_Task description:_ Please print, unchanged, the part of the data that opens with the line containing "Where can the man wearing" and closes with the line containing "(1009, 423)", including both of those lines and nothing else.

──────── Data for processing ────────

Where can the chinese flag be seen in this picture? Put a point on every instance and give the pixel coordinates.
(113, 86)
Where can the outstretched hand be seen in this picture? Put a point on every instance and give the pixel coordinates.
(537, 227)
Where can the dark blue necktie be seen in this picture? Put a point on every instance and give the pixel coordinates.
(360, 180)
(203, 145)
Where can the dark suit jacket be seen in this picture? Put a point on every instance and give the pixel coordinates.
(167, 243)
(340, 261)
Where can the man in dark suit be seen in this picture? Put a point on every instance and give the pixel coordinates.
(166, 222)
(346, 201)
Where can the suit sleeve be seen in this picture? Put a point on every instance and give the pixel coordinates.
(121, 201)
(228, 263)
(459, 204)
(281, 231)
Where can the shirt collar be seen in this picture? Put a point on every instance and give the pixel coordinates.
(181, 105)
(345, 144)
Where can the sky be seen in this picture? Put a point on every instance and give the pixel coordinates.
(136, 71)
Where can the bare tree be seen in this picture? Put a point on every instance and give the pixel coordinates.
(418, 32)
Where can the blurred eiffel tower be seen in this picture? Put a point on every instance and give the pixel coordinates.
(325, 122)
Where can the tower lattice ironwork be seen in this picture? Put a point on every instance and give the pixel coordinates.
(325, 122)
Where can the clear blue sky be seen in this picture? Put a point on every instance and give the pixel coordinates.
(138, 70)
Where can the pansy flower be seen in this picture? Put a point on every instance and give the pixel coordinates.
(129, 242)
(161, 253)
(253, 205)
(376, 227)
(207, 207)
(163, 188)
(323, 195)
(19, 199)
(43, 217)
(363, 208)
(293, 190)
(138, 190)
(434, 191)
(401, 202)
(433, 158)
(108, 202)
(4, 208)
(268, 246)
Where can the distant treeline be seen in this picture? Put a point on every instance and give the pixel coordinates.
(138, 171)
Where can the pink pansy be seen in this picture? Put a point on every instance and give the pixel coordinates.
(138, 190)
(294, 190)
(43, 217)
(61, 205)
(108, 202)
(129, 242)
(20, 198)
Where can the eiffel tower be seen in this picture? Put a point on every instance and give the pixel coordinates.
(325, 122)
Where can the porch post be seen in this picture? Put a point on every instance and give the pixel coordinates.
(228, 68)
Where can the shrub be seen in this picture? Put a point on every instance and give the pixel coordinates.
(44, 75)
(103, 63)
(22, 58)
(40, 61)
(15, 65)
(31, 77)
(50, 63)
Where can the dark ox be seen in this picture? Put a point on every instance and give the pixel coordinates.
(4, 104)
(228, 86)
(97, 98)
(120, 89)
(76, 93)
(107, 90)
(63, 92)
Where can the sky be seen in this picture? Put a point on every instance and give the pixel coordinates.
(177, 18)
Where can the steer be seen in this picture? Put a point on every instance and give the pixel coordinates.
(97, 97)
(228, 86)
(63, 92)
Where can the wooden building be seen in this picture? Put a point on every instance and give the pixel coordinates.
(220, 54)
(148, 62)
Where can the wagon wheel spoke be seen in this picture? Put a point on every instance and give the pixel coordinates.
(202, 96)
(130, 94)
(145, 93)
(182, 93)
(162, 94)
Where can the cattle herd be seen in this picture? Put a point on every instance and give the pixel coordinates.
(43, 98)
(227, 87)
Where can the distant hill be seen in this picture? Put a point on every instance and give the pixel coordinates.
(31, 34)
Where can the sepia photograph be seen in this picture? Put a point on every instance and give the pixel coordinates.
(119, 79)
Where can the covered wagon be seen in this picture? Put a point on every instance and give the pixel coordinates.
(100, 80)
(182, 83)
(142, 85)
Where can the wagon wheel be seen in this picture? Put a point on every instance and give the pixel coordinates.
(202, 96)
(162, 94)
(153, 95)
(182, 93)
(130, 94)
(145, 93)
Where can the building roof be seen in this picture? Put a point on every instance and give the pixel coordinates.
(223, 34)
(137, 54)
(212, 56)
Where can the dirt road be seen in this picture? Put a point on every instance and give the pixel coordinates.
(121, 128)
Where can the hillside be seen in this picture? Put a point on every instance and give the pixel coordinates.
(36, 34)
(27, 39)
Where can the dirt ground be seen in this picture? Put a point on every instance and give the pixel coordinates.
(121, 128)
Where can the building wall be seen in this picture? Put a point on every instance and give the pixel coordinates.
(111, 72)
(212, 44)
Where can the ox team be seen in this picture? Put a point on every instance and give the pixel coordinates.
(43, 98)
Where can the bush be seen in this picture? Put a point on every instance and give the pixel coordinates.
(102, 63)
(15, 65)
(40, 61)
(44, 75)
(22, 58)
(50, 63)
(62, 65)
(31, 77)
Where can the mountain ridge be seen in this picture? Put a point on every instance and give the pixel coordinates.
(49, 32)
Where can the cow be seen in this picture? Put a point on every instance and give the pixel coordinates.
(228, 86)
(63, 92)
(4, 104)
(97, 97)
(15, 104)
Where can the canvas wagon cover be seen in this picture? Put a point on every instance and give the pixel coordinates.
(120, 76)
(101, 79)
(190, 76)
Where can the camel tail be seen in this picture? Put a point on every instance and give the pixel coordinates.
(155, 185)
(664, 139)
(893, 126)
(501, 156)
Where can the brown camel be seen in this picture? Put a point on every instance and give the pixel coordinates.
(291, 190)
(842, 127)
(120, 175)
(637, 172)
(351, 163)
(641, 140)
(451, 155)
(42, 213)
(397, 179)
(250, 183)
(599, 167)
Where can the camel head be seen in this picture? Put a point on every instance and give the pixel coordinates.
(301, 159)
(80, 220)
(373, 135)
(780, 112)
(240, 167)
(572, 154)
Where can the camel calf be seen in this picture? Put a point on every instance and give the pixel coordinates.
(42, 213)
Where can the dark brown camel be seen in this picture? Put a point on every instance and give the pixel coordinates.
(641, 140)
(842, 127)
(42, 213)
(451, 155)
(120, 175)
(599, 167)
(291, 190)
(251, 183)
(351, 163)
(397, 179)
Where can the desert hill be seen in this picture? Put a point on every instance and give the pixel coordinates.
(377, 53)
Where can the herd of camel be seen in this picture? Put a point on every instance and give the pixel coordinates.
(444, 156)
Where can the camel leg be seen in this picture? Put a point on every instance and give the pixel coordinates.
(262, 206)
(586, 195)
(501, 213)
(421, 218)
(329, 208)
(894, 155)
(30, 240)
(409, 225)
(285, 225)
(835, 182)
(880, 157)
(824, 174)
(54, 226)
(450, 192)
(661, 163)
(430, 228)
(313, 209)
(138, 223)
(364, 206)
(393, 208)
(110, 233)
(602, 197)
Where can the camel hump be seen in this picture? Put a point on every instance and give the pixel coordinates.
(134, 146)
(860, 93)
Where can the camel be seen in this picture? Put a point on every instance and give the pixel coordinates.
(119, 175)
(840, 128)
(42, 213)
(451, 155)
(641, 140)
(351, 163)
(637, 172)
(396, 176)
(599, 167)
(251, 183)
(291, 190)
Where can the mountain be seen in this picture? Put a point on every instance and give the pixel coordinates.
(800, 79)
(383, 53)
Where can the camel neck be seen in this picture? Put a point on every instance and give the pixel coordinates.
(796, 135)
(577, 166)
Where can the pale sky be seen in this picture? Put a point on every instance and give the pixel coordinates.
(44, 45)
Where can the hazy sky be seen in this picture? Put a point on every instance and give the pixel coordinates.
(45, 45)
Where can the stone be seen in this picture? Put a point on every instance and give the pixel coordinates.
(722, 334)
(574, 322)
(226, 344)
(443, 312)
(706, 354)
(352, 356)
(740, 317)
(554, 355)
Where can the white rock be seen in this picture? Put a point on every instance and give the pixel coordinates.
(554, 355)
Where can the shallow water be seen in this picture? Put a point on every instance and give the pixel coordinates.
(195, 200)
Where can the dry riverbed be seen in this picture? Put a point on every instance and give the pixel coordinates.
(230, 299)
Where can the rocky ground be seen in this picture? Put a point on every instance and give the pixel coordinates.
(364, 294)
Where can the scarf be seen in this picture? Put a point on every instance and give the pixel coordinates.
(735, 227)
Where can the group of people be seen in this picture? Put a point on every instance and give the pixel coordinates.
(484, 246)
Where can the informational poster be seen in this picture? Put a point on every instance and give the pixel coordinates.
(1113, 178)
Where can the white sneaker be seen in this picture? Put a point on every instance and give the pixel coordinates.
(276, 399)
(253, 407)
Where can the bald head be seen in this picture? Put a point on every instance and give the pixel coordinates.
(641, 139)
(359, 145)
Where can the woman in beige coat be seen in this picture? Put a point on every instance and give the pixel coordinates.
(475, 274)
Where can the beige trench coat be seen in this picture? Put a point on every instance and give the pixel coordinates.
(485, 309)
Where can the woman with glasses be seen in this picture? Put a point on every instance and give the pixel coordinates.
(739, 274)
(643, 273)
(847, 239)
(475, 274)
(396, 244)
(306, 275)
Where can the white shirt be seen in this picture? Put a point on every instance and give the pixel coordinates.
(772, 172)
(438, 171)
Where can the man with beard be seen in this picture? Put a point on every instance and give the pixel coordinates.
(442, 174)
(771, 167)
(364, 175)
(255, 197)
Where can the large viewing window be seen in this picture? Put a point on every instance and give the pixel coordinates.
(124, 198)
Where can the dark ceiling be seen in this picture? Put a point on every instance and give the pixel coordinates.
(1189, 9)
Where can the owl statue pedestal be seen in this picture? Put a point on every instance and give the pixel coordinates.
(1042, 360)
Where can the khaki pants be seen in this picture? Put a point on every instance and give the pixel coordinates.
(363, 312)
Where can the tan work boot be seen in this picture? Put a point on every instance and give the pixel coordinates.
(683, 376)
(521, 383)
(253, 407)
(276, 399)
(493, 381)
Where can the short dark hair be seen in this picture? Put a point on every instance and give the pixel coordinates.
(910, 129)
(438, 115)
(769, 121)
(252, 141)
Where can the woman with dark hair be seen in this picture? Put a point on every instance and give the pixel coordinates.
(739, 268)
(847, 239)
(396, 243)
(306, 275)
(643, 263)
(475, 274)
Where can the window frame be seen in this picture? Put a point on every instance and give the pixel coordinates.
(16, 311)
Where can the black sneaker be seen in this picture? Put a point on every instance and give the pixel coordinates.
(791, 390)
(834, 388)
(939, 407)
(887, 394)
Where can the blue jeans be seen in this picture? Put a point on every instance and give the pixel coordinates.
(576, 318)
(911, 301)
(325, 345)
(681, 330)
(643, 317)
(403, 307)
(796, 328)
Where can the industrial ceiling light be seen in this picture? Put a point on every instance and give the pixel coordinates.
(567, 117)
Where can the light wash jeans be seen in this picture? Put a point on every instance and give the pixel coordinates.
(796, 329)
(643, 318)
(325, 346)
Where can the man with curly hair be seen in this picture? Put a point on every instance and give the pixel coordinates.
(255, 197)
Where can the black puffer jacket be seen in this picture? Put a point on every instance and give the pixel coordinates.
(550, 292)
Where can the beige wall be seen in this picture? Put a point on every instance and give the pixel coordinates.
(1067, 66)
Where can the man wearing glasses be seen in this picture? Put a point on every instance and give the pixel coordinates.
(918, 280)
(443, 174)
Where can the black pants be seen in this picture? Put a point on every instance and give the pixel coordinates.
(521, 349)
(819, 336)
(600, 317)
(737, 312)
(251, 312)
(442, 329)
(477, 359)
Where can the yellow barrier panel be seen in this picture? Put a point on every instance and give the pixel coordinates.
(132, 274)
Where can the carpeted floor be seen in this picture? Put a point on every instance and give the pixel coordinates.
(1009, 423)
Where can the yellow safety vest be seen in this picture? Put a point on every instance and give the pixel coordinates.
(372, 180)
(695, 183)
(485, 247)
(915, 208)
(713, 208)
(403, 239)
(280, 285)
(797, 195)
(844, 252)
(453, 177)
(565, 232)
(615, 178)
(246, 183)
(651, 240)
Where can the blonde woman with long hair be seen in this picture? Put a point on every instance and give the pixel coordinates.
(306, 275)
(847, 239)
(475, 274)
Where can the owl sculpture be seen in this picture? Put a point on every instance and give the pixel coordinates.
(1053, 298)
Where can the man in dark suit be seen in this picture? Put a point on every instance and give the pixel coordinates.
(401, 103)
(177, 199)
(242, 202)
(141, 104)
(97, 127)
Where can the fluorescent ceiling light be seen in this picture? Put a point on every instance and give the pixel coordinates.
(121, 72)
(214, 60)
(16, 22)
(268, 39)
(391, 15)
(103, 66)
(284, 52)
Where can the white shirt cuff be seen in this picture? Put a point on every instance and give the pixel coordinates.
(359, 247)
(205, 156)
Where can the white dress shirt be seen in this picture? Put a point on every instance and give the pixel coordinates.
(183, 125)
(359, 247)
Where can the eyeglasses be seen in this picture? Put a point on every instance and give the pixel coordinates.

────────

_Task result:_
Where can the man wearing glasses be seen in this picture? Put a point on every instance and give the pixel coordinates.
(918, 280)
(443, 174)
Where can the black pants be seen in this picture? Put a point on every instance and give the pixel coordinates.
(521, 349)
(819, 336)
(600, 317)
(737, 312)
(251, 312)
(442, 329)
(477, 359)
Where can the yellow barrier panel be seen in this picture? Put a point on every instance and give the pixel coordinates.
(132, 274)
Where can the carpeted floor be seen in this picture? Put a point on every instance and give the pixel coordinates.
(1009, 423)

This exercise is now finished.